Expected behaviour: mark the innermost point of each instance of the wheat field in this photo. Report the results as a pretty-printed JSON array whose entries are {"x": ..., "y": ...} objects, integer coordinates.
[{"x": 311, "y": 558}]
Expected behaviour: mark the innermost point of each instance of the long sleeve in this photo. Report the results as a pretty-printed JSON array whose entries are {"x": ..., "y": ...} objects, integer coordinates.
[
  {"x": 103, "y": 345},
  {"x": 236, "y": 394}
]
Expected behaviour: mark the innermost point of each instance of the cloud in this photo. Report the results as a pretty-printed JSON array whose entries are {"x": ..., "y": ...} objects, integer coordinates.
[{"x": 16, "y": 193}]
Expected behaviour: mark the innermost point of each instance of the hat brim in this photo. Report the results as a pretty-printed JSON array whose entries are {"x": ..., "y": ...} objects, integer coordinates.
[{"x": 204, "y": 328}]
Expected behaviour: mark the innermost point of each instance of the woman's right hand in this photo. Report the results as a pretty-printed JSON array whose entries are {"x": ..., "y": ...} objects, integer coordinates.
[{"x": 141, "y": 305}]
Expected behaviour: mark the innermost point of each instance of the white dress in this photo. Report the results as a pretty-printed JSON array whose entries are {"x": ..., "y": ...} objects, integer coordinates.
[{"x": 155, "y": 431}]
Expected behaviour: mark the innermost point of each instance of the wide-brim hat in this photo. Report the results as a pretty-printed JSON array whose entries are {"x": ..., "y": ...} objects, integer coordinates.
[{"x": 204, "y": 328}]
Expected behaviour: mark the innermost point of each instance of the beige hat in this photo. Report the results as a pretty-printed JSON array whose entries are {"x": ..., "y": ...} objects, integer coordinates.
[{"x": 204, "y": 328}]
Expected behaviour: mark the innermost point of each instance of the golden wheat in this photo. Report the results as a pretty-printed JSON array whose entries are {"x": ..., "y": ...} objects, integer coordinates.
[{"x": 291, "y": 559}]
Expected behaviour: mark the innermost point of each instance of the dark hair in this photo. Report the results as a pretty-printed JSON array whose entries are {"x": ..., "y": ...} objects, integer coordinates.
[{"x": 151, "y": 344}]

> Aim:
Copy all the records above precisely.

> The result:
Expected behaviour: mark the innermost point of each instance of the wheat field in this photo. Report the results as a pretty-printed JSON array whose entries are {"x": ..., "y": ...} objects, integer coordinates.
[{"x": 311, "y": 558}]
Expected behaviour: mark the innermost point of each instance of the long sleeve in this photo. Report the results as a pretty-printed JSON array whose entries are {"x": ..., "y": ...} objects, integer coordinates.
[
  {"x": 103, "y": 345},
  {"x": 236, "y": 394}
]
Expected behaviour: mark the innermost point of each instance of the cloud in this photo. Report the results as a pretty-printed JSON array whose entries are {"x": ..., "y": ...} objects, integer coordinates.
[{"x": 16, "y": 193}]
Expected behaviour: mark the innermost point of each instance of the hat brim in this photo. Report the results as a pretty-printed JSON array whose entries are {"x": ..., "y": ...} objects, integer coordinates.
[{"x": 204, "y": 328}]
Expected behaviour: mark the innermost point of each instance of the woman's right hand in this photo. Report the results as a pretty-printed JSON array whose entries are {"x": ..., "y": ...} objects, integer coordinates.
[{"x": 141, "y": 305}]
Expected behaviour: mark the innermost point of each instance of the white dress in this photo. Report the results as a pretty-printed JSON array whose entries are {"x": ..., "y": ...} objects, integer coordinates.
[{"x": 155, "y": 431}]
Expected behaviour: mark the innermost point of each instance of the wide-brim hat in this photo. Report the results as a pretty-printed JSON array whose entries are {"x": ..., "y": ...} objects, integer coordinates.
[{"x": 204, "y": 328}]
Expected behaviour: mark the innermost point of each instance of the beige hat in this photo. Report the results as a pretty-printed JSON array whose entries are {"x": ..., "y": ...} objects, integer coordinates.
[{"x": 204, "y": 328}]
Expected behaviour: mark the innermost point of each instance of the golden wheat in this photo. Report the results as a pretty-printed JSON array whose entries are {"x": ..., "y": ...} objects, integer coordinates.
[{"x": 291, "y": 559}]
Expected behaviour: mark the innermost point of each instance of the dark hair in this photo. Report the results as a pretty-printed JSON array whose entries are {"x": ..., "y": ...} objects, integer coordinates.
[{"x": 151, "y": 344}]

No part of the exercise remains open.